═══ The records

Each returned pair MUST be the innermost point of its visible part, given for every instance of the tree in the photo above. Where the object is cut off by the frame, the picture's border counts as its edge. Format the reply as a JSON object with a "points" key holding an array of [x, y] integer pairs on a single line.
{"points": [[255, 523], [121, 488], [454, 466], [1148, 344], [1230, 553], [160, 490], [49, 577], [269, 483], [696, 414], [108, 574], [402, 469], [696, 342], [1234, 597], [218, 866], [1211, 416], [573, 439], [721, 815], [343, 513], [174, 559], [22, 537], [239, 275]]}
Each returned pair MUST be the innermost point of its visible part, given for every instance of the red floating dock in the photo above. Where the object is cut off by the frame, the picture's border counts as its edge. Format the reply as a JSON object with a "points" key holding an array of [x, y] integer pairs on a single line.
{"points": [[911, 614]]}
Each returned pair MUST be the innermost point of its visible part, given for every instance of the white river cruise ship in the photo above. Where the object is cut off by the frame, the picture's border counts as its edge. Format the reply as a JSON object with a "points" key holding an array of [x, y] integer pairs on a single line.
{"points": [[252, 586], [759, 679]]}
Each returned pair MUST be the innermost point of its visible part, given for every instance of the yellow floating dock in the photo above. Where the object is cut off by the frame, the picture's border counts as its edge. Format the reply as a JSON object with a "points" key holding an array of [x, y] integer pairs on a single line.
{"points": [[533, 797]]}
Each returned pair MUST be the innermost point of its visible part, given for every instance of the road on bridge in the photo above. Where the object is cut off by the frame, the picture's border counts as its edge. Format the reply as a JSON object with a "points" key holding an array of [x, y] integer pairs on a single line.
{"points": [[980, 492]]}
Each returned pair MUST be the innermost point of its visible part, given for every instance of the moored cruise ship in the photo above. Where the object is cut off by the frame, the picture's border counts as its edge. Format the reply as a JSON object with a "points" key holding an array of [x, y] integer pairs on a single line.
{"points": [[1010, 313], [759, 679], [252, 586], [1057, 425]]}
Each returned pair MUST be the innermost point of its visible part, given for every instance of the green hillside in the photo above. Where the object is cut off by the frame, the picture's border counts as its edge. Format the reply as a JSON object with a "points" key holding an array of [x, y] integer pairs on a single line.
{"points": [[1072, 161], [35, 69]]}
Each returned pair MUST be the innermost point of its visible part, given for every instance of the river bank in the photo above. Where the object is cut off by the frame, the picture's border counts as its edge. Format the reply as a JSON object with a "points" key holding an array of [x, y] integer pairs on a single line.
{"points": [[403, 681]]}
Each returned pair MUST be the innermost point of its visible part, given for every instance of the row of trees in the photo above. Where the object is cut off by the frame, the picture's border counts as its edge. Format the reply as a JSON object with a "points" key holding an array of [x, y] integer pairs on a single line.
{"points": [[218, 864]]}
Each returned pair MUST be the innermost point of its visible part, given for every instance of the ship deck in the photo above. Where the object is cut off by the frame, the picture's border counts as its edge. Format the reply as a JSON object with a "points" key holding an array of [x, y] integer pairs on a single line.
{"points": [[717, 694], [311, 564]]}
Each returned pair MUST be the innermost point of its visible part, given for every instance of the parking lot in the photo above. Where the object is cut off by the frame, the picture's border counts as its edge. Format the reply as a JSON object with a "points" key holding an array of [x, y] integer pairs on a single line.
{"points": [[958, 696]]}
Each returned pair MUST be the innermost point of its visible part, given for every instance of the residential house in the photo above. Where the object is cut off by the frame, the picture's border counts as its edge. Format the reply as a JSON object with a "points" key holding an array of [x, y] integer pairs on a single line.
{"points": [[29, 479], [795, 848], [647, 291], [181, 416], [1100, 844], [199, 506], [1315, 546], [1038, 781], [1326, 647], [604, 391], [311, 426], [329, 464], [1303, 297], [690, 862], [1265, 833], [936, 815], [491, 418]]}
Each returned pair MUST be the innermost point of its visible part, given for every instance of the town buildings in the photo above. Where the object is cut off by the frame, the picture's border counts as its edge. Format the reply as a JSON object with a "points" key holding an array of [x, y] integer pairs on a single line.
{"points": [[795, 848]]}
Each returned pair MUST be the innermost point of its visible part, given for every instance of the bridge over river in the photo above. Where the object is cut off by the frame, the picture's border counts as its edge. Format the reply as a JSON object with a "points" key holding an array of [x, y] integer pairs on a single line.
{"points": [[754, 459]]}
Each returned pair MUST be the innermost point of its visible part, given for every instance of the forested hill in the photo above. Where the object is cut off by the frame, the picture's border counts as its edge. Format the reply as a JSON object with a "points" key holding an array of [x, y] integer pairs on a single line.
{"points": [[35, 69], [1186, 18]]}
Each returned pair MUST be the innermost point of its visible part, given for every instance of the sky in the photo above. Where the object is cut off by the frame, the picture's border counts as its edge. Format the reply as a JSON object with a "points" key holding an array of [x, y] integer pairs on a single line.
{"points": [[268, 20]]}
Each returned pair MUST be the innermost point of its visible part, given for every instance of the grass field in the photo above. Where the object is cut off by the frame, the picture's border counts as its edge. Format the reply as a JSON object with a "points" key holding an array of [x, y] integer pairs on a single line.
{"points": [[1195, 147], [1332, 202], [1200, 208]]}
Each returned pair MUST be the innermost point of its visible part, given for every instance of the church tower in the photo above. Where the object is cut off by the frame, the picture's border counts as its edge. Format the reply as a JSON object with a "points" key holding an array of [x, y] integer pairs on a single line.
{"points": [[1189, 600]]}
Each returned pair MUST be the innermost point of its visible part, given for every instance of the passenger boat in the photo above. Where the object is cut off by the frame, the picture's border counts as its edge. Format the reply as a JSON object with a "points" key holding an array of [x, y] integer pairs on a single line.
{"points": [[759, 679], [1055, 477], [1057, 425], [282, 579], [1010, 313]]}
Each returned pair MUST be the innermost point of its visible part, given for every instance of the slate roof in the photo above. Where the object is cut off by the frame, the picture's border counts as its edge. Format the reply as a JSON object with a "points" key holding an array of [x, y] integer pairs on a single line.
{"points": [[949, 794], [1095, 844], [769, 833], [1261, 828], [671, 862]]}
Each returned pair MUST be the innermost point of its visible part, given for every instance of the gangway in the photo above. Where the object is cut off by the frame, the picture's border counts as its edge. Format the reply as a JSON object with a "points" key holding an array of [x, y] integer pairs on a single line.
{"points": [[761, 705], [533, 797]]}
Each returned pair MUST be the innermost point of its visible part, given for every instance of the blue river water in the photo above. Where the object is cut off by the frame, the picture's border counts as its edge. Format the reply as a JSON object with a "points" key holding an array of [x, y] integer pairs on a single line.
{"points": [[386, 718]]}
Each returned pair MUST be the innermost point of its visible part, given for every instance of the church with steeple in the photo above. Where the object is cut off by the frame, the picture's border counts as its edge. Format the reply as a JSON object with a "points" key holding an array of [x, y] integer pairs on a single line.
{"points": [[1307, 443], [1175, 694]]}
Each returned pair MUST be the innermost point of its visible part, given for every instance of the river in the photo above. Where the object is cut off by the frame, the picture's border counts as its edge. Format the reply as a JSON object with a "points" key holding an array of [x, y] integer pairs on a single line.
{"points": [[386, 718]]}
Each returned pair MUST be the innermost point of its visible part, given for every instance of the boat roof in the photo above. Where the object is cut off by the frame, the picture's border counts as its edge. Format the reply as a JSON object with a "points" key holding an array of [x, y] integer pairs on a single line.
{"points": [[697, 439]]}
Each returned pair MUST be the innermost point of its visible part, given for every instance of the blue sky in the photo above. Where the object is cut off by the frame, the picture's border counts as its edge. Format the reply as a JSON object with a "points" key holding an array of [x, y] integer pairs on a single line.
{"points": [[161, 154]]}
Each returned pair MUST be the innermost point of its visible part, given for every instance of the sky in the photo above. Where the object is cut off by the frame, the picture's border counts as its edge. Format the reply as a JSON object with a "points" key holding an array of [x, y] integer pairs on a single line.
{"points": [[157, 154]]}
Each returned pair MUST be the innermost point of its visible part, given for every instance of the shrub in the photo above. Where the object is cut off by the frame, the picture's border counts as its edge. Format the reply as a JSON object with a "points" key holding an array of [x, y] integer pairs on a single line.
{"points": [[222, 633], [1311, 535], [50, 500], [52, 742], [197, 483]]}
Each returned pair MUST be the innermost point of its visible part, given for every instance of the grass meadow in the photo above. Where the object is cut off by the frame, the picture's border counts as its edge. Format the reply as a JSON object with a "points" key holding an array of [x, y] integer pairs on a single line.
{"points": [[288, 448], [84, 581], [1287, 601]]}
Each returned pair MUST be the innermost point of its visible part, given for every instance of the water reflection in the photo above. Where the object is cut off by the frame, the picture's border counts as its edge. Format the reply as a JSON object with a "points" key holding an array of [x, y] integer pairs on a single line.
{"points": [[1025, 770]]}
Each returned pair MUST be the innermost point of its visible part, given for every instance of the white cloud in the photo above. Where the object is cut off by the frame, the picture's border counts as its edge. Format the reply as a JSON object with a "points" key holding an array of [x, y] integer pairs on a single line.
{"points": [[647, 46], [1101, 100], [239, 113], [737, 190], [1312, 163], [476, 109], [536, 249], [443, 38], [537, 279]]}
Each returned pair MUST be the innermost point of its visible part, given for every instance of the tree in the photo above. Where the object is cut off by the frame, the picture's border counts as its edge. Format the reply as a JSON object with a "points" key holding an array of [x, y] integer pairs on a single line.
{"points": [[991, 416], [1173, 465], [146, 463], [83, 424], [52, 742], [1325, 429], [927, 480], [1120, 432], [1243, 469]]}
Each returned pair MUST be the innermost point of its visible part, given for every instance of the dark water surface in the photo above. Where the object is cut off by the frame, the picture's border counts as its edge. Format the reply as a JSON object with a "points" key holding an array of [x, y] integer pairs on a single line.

══════

Write out again, unchanged, every line from the line containing "the grass meadow" to the final line of the material above.

Each returned pair MUST be the innermost point of its visible part, given for every instance of the grass meadow in the photo above. Where the object is cut off by the frame, the picture's border counts as its edge. Format the reply as a JSON object with a "points" key holding an array of [x, y] integer pairs on a single line.
{"points": [[288, 448], [84, 581], [1287, 601]]}
Each returned pair MUST be the innermost point of its visible part, given for every instance of the water reflection in the photo above. Where the object is cut off by the frame, the picture's border counts as its edge. Format the reply as a JSON object with a "points" key holding an array of [x, y] integer pairs on a single line.
{"points": [[1025, 770]]}
Each returned pair MUST be the innermost point of its visible part, given for every instance of the white cloud in the photo above. Where the object is cut off by the frame, the picture's border counts as its edge. Format the reply as a JSON object with a "points" key holding an array of [x, y] integer pairs on a single line.
{"points": [[647, 46], [1101, 100], [239, 113], [737, 190], [1312, 163], [476, 109], [536, 249], [443, 38], [537, 279]]}
Each returned pair MUST be the innermost point of its visible part, given for every instance of the tree in the photo above. Where the object is cut off by the frame, the picture's border counts as its edge. Format the reply as a JSON object with a "points" key holding an array of [x, y] integer pairs on a single line.
{"points": [[991, 416], [1173, 465], [146, 463], [83, 424], [52, 742], [1325, 429], [927, 480], [1120, 432], [1243, 469]]}
Each returned pair MUST be the innermost point of its visible part, given for every instance of the dark water surface in the photo above. Where the object is cut off by the frame, the picture's border counts as its edge. Format the reply as a JSON object with a "points" key holding an array of [x, y] integer pairs on a single line.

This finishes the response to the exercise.